Text provided ->
■ ■ ■ ■
And without the songs, "Les Bien-Aimés" would be sub-soap-opera-level melodrama. Vera is inconsolably, unrequitedly in love with an American veterinarian enjoying self-imposed exile in London, Henderson (Paul Schneider) -- who happens to be gay. Madeline is torn between her stable, strong marriage to Francois (Michel Delpech) and her passion for first husband, Vera's father, Jaromil (Rasha Bukvik in the past, Milos Forman in the present). There's a lot of bed-hopping here, beyond even cliché perceptions of the French cultural attitudes around les affaires de coeur, and you can't help but feel that Honoré is confusing activity with advancement. He makes the requisite stops at various historical landmarks -- both the Soviet invasion of Czechoslovakia and September 11th, 2001 are in the background as other important things happen to our characters -- but these events are not felt or followed through, just pages in a scrapbook flipped past in the rush to get to the next scene.
■ ■ ■ ■
[Items from a data source]
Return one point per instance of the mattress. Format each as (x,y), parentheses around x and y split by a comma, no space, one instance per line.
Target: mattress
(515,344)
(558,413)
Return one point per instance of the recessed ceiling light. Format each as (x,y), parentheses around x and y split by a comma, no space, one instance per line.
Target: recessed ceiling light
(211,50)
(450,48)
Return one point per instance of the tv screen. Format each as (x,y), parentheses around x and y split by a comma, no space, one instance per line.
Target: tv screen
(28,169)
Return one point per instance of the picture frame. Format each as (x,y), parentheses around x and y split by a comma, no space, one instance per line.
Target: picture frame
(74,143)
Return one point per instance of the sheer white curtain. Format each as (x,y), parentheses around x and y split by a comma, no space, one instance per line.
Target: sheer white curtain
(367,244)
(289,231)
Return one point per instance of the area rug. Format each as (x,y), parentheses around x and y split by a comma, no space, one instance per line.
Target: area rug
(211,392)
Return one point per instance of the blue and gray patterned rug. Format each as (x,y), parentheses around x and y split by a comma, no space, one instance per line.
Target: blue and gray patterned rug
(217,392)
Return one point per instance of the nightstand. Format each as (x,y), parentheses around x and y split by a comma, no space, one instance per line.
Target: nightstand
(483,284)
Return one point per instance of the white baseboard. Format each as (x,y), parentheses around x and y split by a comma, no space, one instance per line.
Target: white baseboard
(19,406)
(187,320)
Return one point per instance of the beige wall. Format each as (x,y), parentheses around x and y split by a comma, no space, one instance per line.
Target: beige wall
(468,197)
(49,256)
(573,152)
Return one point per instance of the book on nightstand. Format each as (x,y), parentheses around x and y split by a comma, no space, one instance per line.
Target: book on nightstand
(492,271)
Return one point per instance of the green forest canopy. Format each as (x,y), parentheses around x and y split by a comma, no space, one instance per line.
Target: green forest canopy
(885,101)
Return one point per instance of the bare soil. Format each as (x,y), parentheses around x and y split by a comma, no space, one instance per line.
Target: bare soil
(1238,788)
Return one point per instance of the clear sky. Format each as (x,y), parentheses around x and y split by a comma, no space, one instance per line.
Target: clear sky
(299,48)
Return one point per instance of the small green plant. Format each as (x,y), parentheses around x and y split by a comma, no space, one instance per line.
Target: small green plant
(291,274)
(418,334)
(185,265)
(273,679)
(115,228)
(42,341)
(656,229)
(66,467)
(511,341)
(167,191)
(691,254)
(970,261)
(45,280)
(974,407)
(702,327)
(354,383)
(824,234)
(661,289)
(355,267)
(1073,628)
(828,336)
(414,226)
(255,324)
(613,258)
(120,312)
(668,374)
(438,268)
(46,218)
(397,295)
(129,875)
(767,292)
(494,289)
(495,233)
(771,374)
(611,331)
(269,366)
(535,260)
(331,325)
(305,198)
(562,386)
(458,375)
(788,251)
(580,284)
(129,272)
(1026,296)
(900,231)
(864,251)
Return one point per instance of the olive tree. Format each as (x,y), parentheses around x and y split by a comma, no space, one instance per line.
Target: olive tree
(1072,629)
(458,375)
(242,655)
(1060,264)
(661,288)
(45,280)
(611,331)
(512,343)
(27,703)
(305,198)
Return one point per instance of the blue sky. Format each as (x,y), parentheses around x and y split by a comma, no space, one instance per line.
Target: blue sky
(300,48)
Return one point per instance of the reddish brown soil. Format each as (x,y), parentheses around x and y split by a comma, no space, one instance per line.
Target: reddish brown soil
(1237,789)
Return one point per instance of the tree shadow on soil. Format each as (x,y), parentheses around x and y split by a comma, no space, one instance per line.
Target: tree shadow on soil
■ ■ ■ ■
In the film review above, which actor plays Jaromil in the present?

Milos Forman